▶ **Exercise instructions**
Transcribe the passage about New Mills and Gardiner from "Gardiner worked to" to "Federal period architecture.".
Quoted passage Start Marker
The name New Mills originated when the first mill built at the location decayed and was taken down, and was then replaced by a new mill. Today, a bridge near the spot is called the New Mills Bridge. Up until the late 2010’s, a gas station called New Mills Market was there as well

===Development===
Gardiner proceeded to repair the dams and mills. He settled property titles with the squatters liberally, and offered generous inducements for manufacturers to settle in the area. Since there were only a few stores in existence then, and many people were obliged to visit a neighboring settlement to trade, Gardiner built additional stores. He also had the land accurately surveyed. He endowed, and laid the cornerstone of, Christ Church; the building is one of the state's most beautiful granite structures.

Gardiner worked to free his land of legal entanglements and squatters, and, in the summer of 1804, he built a church, an inn, a mill, and a wharf in the village, which became known as Gardiner. He was the town's first mayor. He died in 1864.

== Personal life and family ==
He married Emma Jane Tudor, a daughter of William Tudor. His first cousin, John Sylvester John Gardiner was the rector of Trinity Church, Boston (Summer Street). He was a brother-in-law to the "Ice King" Frederic Tudor, credited with establishing the international Ice trade. He was grandfather to Robert Hallowell Gardiner III, Robert Hallowell Richards, and is the great-grandfather of William Tudor Gardiner, the 55th governor of Maine. Gardiner's grandson Henry returned to Gardiner with his wife, Laura E. Richards, to live in what is now the Laura Richards House, a classic example of Federal period architecture.
Quoted passage End Marker
Entries supplied Start Marker
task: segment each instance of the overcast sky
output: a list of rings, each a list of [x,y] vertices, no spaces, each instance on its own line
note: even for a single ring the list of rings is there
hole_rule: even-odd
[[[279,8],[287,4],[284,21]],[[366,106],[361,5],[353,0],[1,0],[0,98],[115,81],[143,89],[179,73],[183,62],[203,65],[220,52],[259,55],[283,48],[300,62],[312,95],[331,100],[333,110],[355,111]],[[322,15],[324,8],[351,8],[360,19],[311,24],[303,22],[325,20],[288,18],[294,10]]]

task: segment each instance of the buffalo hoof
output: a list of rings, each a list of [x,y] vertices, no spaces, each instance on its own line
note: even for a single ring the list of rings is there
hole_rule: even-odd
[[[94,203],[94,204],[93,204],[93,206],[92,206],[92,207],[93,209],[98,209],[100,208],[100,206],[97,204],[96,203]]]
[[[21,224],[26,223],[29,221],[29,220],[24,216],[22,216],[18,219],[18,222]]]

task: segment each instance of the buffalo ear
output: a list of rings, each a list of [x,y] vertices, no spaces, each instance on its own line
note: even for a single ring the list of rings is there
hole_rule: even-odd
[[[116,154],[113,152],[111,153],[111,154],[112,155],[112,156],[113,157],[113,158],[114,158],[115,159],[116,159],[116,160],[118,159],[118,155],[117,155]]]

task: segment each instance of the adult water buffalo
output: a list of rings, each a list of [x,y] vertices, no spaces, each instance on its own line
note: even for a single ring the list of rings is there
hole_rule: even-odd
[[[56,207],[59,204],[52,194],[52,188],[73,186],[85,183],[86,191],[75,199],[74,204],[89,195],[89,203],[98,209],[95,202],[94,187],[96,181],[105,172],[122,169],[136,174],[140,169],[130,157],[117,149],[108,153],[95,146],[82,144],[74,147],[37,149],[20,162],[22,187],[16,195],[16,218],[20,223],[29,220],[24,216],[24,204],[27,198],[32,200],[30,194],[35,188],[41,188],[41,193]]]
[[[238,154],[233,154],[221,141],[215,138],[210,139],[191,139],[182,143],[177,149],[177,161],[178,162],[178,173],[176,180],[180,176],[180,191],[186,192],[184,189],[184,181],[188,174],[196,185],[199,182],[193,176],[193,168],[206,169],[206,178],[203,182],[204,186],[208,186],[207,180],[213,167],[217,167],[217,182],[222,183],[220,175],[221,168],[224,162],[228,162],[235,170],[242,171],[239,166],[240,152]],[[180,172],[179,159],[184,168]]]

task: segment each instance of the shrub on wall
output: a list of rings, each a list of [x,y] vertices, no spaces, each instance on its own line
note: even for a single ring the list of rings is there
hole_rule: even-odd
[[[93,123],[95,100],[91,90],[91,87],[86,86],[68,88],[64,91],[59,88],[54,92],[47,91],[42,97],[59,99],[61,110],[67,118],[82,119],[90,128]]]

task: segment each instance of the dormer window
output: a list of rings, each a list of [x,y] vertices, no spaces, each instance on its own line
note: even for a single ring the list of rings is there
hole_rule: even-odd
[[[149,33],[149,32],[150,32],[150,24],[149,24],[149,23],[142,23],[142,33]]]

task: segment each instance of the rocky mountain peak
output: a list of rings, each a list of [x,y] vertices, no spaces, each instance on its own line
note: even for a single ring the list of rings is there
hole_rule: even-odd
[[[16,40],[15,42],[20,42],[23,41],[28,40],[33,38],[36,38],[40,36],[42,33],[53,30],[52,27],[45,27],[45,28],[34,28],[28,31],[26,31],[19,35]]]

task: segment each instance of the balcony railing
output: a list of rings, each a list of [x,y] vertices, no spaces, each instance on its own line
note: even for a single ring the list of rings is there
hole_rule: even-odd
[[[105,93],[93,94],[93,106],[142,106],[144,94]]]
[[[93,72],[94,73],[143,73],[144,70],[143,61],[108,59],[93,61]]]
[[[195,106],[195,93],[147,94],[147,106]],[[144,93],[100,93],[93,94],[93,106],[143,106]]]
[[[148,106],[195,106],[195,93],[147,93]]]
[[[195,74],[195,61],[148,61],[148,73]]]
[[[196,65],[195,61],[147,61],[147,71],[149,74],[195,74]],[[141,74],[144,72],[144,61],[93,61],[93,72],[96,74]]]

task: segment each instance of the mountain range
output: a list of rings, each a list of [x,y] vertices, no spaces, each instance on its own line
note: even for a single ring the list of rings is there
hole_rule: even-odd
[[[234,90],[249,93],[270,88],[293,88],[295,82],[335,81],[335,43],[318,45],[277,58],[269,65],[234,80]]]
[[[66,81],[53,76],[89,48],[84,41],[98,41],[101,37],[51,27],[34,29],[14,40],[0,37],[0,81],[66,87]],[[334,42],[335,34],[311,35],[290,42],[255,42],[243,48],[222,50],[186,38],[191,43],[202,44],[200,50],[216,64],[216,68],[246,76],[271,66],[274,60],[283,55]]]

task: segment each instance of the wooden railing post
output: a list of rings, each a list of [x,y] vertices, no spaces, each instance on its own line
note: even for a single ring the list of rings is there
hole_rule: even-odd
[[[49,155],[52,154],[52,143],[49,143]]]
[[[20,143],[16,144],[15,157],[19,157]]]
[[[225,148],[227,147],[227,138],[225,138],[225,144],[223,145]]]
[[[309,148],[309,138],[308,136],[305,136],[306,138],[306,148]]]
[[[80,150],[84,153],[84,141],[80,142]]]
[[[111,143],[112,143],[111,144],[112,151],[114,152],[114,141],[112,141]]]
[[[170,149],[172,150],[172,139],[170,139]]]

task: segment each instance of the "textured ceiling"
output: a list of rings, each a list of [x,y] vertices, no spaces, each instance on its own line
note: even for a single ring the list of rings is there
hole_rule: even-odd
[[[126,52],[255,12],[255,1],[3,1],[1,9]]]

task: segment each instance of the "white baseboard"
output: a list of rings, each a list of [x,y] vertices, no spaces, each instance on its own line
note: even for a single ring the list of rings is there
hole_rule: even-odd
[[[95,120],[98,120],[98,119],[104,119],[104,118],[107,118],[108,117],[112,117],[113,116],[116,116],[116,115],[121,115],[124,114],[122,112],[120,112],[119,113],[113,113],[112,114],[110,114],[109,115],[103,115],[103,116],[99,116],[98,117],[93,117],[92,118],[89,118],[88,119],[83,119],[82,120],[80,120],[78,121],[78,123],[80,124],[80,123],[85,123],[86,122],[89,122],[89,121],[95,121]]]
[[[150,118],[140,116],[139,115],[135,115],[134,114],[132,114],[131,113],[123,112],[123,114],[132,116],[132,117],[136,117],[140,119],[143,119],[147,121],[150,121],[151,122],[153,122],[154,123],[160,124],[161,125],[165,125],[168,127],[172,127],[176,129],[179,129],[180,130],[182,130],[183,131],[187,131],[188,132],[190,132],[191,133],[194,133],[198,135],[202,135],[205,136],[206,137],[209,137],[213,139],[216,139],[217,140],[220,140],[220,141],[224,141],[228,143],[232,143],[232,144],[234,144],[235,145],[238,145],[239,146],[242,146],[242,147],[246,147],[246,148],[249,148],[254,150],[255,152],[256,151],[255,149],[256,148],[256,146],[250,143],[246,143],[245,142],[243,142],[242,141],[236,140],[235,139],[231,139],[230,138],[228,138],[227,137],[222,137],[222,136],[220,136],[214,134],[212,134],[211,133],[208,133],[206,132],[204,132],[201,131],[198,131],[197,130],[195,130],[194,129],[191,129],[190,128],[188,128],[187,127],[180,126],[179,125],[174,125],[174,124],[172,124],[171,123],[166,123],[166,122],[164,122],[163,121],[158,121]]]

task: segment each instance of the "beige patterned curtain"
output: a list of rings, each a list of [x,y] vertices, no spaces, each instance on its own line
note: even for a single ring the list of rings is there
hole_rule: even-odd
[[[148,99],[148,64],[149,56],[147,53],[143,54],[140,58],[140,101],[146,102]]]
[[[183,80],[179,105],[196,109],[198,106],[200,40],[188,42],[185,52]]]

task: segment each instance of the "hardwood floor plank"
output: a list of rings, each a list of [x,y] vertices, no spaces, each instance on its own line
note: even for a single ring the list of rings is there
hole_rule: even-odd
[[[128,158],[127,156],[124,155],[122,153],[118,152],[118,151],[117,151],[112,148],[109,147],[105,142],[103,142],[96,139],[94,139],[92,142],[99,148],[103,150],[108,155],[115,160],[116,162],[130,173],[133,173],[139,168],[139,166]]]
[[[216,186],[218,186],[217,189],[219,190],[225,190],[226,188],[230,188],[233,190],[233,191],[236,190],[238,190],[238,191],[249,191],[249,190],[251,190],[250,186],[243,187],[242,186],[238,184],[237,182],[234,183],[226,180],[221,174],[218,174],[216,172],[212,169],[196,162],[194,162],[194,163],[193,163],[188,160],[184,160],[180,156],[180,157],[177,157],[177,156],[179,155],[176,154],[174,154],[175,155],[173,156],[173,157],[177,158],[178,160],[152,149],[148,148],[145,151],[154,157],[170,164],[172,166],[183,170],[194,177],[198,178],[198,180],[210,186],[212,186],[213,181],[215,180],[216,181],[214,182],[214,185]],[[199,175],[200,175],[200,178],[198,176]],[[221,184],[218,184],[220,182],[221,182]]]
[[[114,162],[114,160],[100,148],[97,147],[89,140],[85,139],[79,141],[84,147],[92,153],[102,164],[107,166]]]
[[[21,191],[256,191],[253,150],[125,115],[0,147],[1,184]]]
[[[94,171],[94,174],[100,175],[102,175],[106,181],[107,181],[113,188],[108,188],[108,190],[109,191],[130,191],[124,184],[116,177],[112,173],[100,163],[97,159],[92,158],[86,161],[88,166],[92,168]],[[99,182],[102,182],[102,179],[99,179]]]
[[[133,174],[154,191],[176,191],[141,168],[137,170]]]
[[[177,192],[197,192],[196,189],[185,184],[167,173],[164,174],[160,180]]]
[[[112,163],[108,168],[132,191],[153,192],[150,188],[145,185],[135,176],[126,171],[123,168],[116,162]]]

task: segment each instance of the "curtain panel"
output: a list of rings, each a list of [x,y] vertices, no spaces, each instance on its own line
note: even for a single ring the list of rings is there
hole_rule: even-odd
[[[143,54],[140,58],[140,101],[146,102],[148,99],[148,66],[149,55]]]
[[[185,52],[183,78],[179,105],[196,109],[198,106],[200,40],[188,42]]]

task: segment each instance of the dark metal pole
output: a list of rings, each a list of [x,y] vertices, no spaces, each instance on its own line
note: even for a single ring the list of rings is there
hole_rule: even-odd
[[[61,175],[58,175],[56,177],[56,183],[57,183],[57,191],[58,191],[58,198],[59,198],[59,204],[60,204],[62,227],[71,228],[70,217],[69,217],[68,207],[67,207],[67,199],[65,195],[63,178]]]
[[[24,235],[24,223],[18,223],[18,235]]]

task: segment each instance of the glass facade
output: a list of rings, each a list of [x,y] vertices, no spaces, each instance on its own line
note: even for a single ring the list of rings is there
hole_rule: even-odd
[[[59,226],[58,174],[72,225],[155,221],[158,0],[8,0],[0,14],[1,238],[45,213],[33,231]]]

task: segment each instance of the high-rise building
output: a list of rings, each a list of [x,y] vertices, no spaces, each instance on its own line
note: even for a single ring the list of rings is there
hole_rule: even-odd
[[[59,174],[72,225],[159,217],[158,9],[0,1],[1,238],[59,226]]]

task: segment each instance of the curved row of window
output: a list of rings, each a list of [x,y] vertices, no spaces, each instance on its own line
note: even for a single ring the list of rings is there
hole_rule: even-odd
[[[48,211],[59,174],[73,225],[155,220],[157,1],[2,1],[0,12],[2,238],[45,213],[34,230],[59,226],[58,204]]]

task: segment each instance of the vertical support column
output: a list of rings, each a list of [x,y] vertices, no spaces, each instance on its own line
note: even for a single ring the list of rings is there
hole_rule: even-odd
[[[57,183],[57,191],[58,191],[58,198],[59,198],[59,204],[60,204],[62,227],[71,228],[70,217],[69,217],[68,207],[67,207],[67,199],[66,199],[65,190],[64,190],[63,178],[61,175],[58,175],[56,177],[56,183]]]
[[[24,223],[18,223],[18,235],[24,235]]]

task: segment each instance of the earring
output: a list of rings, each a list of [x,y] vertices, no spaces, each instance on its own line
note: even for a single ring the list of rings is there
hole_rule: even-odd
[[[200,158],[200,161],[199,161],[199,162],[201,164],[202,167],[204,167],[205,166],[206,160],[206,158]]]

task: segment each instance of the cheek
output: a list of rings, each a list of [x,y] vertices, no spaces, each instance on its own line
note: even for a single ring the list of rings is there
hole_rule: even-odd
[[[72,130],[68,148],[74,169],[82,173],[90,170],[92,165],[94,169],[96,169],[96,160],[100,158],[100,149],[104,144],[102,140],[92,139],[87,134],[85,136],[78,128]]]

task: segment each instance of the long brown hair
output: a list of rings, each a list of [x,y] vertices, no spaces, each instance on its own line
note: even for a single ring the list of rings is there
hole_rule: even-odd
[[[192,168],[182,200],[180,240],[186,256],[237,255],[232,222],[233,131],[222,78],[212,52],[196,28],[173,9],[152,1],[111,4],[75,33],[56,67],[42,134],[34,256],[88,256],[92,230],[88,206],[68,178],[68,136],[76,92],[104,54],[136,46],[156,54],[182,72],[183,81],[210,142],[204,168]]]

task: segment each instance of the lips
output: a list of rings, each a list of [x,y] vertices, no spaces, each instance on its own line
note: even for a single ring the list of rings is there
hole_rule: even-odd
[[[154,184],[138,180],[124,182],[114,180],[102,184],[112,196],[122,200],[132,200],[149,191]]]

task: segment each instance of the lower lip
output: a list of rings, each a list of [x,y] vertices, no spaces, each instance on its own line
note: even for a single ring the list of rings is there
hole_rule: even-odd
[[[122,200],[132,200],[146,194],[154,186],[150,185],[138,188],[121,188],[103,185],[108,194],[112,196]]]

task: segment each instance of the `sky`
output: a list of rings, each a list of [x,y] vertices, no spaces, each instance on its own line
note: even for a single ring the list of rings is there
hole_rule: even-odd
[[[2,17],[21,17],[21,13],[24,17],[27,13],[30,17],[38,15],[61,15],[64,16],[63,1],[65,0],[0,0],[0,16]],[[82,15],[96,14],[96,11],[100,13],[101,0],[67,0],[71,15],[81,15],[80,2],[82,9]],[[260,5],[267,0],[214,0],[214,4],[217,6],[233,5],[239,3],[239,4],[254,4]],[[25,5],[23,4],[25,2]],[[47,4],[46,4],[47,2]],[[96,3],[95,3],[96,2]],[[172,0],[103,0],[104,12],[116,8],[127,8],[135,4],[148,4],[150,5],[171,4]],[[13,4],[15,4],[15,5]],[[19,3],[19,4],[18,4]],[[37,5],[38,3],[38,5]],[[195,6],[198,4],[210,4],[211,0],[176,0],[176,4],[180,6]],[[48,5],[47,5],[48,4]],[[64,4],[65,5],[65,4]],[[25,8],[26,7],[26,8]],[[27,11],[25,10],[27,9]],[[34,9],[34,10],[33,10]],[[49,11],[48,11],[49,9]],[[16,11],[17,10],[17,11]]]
Entries supplied End Marker
▶ **Problem solution**
Gardiner worked to free his land of legal entanglements and squatters, and, in the summer of 1804, he built a church, an inn, a mill, and a wharf in the village, which became known as Gardiner. He was the town's first mayor. He died in 1864.

== Personal life and family ==
He married Emma Jane Tudor, a daughter of William Tudor. His first cousin, John Sylvester John Gardiner was the rector of Trinity Church, Boston (Summer Street). He was a brother-in-law to the "Ice King" Frederic Tudor, credited with establishing the international Ice trade. He was grandfather to Robert Hallowell Gardiner III, Robert Hallowell Richards, and is the great-grandfather of William Tudor Gardiner, the 55th governor of Maine. Gardiner's grandson Henry returned to Gardiner with his wife, Laura E. Richards, to live in what is now the Laura Richards House, a classic example of Federal period architecture.